▶ [Task]: Below are some entries. Copy each line that holds the string "blue".

▶ [Provided data]:
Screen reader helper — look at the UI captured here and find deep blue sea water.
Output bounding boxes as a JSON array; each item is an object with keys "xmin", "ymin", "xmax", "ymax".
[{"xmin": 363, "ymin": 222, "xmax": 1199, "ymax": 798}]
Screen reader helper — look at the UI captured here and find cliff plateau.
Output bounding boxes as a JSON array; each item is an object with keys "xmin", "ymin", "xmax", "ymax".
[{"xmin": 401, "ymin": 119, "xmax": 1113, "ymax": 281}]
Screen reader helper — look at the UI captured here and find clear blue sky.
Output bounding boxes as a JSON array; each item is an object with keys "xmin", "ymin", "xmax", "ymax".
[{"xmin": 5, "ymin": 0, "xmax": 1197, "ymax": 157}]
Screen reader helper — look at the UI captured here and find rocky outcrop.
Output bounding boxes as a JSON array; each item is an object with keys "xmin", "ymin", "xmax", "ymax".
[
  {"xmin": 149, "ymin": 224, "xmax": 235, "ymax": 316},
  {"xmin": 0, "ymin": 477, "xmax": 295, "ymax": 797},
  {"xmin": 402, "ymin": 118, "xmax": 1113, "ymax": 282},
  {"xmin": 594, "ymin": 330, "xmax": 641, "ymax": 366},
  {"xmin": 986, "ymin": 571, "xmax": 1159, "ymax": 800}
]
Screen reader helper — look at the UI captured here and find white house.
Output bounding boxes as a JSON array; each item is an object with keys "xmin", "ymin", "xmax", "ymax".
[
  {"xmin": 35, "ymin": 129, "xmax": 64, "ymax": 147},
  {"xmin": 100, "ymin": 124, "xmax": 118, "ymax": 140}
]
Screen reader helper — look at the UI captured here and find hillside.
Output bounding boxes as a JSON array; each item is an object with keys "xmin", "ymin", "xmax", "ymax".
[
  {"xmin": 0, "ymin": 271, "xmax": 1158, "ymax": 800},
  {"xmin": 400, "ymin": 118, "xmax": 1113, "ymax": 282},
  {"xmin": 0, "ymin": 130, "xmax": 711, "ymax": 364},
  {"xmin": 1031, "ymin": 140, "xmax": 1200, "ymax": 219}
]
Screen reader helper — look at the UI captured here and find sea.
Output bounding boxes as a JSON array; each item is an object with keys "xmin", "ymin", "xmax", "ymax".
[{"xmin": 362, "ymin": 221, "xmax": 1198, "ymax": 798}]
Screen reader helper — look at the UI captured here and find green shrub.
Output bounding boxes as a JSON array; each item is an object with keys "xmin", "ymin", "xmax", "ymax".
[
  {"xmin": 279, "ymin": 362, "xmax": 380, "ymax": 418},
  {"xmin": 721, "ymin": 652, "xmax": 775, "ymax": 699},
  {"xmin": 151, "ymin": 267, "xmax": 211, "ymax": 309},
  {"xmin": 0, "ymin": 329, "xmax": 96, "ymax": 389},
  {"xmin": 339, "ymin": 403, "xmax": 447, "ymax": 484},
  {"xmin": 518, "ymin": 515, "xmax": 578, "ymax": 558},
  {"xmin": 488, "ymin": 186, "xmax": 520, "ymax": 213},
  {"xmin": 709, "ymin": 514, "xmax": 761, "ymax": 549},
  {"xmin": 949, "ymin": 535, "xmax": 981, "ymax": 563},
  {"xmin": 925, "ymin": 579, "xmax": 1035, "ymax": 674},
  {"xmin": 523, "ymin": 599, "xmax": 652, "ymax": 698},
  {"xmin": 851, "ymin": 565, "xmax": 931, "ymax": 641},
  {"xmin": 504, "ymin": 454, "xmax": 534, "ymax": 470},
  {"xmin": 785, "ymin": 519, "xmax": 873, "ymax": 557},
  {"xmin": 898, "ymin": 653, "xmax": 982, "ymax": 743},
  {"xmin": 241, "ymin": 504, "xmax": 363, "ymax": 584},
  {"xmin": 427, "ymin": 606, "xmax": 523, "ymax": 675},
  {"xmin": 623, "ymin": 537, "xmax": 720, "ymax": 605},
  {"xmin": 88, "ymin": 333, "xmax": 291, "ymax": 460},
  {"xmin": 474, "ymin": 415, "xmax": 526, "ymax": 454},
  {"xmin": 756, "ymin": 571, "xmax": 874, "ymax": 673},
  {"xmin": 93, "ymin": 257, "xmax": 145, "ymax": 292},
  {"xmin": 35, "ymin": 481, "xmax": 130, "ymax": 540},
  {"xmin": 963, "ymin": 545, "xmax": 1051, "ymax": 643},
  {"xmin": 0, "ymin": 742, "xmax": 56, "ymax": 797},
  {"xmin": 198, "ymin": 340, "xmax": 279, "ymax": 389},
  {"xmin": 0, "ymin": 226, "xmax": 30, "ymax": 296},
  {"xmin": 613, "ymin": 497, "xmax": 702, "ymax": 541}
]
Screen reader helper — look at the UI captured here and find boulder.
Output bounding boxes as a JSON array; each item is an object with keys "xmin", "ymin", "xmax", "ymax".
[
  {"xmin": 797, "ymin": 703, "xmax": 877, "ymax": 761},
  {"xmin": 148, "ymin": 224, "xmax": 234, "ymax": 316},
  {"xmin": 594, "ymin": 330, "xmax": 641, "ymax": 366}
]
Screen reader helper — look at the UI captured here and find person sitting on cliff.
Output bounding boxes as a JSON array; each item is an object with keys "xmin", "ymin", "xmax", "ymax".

▶ [Output for this exercise]:
Screen reader helper — look at the UI captured here and find deep blue sea water.
Screen reader helper — look at the UI captured here and find clear blue sky.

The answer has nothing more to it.